### Recorded information:
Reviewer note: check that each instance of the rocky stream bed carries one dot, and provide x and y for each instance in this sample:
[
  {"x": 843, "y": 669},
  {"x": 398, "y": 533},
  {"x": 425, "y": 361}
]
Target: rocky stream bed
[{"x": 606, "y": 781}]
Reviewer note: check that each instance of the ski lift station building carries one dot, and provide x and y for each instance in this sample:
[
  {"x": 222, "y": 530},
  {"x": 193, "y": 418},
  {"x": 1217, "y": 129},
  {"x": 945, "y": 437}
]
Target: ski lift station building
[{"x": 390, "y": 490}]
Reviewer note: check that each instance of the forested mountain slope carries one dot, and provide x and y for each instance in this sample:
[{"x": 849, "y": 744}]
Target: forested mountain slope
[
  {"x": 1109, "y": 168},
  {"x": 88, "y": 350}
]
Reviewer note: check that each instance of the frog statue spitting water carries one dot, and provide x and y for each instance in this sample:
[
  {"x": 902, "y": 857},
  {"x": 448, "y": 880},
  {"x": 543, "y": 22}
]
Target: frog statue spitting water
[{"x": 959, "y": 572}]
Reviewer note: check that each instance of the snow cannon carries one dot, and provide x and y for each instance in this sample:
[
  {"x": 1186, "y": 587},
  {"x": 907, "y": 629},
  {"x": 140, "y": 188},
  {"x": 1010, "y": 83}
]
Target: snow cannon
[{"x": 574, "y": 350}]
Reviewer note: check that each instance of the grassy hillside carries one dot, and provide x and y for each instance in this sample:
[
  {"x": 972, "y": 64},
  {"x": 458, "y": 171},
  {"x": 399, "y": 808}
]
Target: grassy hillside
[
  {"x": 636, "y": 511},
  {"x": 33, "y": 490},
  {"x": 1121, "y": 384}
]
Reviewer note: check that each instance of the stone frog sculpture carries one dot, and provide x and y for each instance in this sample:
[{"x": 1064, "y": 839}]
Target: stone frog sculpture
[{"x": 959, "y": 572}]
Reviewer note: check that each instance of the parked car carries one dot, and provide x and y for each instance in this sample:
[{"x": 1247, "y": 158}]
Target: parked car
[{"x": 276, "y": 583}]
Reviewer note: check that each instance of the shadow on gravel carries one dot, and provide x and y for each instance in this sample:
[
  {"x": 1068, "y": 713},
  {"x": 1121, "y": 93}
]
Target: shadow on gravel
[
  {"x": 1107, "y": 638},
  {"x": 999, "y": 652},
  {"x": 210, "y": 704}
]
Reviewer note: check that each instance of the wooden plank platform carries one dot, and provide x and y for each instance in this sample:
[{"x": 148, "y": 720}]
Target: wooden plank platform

### Your objective:
Every entry should be printed again exactly as it stands.

### Exercise answer:
Reviewer note: check that each instance of the rocky stream bed carries one dot, and provide x and y for each instance in this sample:
[
  {"x": 843, "y": 669},
  {"x": 398, "y": 533},
  {"x": 425, "y": 361}
]
Target: rocky stream bed
[{"x": 606, "y": 781}]
Reviewer note: check that each instance of the ski lift station building carries one dot, and provide x and y for each instance in this sample:
[
  {"x": 222, "y": 530},
  {"x": 193, "y": 418},
  {"x": 1217, "y": 129},
  {"x": 945, "y": 437}
]
Target: ski lift station building
[{"x": 390, "y": 490}]
Reviewer note: check that each instance of the forested mountain slope carries one dot, and provide x and y for each instance in this sample:
[{"x": 849, "y": 744}]
Target: forested mountain slope
[
  {"x": 1109, "y": 168},
  {"x": 88, "y": 350}
]
Reviewer note: check that each instance of the frog statue spitting water carries one dot, and provide x and y for each instance in this sample:
[
  {"x": 902, "y": 857},
  {"x": 448, "y": 880},
  {"x": 543, "y": 22}
]
Target: frog statue spitting water
[{"x": 959, "y": 572}]
Reviewer note: check that each instance of the snow cannon carries one dot, and provide x and y for each instance in this sample:
[
  {"x": 1186, "y": 587},
  {"x": 907, "y": 629},
  {"x": 140, "y": 188},
  {"x": 1010, "y": 83}
]
Target: snow cannon
[{"x": 574, "y": 350}]
Reviewer note: check that each instance of the grassy hillside carries one dot, and provide x and y for each instance in this sample:
[
  {"x": 972, "y": 64},
  {"x": 458, "y": 171},
  {"x": 399, "y": 808}
]
Target: grassy hillside
[
  {"x": 636, "y": 511},
  {"x": 33, "y": 490},
  {"x": 1121, "y": 384}
]
Reviewer note: check that each instance of the stone frog sculpture carries one dot, and provide x and y for each instance in this sample:
[{"x": 1064, "y": 839}]
Target: stone frog sculpture
[{"x": 959, "y": 572}]
Reviewer note: check that each instance of the parked car carries one dot, and provide x and y for each instance in this sample:
[{"x": 1247, "y": 158}]
Target: parked car
[{"x": 276, "y": 583}]
Reviewer note: check that each instance of the shadow on gravel carries one dot, and provide x and y for each instance in this sample:
[
  {"x": 1068, "y": 713},
  {"x": 1121, "y": 93}
]
Target: shadow on gravel
[
  {"x": 1107, "y": 638},
  {"x": 999, "y": 652},
  {"x": 210, "y": 704}
]
Reviewer note: check that each instance of the wooden plank platform carries one dot, and provide x and y for each instance in this sample:
[{"x": 148, "y": 720}]
Target: wooden plank platform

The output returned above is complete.